**Task to complete**
Only a number is wanted here: the number of lines of the data that include "black".

**Data supplied**
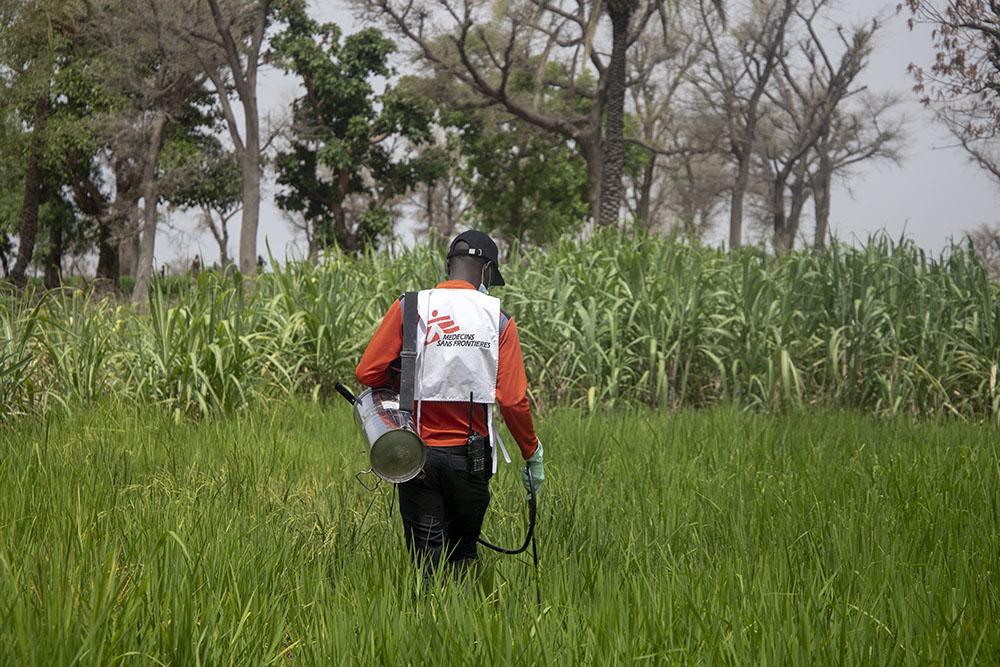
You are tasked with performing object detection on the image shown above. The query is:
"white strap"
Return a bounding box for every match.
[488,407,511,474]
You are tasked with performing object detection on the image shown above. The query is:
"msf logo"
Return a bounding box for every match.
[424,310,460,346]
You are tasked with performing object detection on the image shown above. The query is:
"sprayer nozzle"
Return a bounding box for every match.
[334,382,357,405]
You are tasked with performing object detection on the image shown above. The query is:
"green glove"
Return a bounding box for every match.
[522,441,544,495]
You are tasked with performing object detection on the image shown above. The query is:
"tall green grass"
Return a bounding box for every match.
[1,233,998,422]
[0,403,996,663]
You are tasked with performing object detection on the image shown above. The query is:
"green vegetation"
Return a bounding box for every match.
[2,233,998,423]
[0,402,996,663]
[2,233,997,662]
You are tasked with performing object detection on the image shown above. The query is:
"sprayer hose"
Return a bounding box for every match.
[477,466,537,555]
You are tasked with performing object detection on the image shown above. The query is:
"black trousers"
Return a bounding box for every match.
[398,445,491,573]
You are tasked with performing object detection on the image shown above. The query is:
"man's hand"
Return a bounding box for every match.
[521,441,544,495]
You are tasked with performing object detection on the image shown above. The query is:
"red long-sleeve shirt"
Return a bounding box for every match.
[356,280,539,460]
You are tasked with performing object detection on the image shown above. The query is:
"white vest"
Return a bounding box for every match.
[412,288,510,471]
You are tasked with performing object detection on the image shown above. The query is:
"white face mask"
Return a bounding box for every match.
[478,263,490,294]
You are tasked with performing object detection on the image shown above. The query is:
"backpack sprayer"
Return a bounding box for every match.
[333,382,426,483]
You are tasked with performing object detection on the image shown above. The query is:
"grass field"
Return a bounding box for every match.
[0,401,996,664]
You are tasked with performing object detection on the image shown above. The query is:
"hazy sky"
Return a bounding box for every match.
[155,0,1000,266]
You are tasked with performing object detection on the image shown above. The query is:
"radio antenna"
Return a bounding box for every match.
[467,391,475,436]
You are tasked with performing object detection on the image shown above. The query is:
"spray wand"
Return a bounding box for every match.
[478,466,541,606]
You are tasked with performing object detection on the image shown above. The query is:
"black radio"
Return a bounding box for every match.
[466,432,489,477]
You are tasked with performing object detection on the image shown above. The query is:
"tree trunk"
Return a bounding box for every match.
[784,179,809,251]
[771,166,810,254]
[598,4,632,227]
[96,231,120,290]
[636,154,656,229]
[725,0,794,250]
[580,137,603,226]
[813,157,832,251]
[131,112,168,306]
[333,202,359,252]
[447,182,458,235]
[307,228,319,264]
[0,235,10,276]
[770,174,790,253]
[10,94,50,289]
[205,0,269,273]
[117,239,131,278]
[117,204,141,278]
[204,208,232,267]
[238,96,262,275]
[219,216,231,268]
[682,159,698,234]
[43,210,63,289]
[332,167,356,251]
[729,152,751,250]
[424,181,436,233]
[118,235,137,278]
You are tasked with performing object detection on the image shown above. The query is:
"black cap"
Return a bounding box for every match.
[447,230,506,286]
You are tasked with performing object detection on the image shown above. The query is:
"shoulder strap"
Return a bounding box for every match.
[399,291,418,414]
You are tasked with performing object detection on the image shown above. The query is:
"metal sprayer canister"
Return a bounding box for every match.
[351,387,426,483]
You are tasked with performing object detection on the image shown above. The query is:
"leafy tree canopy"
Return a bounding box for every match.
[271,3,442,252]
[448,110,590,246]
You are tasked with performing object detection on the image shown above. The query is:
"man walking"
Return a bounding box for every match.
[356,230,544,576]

**Output for this task**
3